%%

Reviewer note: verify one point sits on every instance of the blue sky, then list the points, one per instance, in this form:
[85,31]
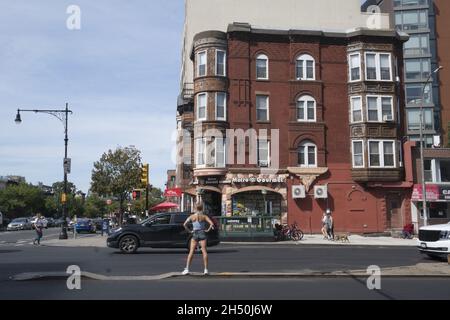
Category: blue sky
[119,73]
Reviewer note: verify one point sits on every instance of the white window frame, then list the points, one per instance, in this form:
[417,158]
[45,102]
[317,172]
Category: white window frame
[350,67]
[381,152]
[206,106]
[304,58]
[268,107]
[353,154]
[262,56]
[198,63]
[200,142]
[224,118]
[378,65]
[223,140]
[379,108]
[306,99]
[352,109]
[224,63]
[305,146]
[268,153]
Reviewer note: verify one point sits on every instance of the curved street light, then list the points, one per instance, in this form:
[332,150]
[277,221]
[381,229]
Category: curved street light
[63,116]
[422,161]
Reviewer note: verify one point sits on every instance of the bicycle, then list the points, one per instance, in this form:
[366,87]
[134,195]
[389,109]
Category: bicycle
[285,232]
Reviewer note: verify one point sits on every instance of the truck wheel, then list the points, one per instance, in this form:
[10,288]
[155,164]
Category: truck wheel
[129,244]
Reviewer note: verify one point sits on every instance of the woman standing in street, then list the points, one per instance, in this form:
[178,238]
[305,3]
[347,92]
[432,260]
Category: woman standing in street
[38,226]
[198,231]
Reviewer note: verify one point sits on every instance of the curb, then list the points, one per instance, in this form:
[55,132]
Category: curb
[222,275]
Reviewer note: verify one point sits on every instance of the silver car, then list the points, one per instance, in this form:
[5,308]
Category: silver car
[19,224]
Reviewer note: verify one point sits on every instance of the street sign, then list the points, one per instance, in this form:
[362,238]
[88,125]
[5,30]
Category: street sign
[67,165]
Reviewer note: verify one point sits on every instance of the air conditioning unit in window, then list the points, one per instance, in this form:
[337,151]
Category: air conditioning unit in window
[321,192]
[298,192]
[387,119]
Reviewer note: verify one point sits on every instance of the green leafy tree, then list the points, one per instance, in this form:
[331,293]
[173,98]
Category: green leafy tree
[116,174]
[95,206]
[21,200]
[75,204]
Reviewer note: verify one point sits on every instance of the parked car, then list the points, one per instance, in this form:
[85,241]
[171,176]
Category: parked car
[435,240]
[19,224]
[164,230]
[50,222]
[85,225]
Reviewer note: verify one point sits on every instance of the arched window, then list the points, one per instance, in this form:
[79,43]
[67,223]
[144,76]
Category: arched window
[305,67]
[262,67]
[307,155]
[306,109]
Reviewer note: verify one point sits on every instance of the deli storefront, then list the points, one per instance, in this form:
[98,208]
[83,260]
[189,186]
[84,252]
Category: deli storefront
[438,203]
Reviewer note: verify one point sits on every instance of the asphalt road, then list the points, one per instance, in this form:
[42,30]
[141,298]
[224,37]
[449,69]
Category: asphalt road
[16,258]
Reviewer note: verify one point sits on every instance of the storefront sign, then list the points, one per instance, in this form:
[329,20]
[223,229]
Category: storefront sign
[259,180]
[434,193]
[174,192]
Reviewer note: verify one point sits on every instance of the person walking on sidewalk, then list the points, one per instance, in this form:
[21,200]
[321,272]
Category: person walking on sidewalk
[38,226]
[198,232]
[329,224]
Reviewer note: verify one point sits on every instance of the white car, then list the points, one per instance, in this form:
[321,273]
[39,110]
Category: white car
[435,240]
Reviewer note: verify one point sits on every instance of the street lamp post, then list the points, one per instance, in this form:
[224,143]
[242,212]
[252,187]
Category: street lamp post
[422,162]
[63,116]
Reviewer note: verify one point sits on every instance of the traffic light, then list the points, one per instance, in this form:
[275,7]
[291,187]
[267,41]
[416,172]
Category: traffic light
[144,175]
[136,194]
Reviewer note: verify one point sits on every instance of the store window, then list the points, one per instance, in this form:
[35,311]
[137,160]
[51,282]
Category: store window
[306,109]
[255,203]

%%
%%

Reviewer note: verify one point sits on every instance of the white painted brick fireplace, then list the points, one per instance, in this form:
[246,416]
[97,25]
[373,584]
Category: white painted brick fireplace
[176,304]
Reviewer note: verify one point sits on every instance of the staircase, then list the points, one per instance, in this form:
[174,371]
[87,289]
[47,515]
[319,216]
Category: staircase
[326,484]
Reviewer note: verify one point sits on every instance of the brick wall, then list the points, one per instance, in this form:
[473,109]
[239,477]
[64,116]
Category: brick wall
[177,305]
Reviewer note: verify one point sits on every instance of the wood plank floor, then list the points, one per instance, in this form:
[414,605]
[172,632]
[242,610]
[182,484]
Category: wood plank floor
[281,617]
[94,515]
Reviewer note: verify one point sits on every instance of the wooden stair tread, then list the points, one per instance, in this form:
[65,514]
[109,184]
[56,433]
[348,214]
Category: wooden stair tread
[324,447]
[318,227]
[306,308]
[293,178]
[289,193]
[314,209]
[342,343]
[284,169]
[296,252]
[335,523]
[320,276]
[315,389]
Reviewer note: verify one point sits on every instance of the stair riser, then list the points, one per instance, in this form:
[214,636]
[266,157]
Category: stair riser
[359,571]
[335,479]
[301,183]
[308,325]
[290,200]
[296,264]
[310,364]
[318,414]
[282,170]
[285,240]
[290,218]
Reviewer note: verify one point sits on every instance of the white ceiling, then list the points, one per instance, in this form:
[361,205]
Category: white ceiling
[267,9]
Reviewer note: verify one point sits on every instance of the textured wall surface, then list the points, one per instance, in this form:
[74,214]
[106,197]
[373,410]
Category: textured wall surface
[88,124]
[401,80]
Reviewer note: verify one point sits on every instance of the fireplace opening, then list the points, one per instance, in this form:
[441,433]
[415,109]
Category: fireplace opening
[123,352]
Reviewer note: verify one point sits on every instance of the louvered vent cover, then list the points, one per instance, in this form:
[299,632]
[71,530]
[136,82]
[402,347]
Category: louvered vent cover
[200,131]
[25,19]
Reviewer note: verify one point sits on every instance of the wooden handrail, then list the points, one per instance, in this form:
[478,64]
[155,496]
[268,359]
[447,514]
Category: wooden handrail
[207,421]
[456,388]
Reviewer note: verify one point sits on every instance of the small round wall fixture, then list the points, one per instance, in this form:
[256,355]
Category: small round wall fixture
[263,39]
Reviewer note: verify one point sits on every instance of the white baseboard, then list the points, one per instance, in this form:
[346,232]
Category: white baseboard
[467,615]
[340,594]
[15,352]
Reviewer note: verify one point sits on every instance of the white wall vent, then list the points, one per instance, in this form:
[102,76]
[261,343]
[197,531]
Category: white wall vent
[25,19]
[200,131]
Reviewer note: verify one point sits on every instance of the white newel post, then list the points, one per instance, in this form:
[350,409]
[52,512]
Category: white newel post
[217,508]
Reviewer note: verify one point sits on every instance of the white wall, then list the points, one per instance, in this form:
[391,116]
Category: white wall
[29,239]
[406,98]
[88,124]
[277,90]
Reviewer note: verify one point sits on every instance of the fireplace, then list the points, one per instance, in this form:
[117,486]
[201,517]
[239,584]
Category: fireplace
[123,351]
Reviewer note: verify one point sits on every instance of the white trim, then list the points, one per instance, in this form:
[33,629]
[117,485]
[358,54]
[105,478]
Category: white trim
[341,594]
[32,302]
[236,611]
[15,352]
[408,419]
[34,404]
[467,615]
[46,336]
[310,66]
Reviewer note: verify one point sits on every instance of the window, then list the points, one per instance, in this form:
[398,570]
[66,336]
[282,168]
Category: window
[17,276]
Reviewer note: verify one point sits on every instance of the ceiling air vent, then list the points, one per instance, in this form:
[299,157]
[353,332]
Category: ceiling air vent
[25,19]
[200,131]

%%

▶ [Task details]: Identify each line in the data above that contains the word "silver", and reproduce every such line in full.

▶ [Expected output]:
Reviewer note: verify one point sits on every instance of the silver car, then list the points, one per instance, in this form:
Category: silver car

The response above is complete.